(Stored dataset items)
· · ·

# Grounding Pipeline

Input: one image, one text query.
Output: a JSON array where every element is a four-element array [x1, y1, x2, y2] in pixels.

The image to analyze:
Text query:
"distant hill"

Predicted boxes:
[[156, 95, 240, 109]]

· · ·

**STATED PROBLEM:** Write out the listing again, replacing "Predicted boxes" with "Detected regions" and leaving everything else as it is.

**RESPONSE TO THIS TASK:**
# Grounding Pipeline

Input: one image, one text query.
Output: a JSON array where every element is a four-element array [x1, y1, x2, y2] in pixels.

The image to analyze:
Text query:
"distant hill"

Detected regions:
[[156, 95, 240, 109]]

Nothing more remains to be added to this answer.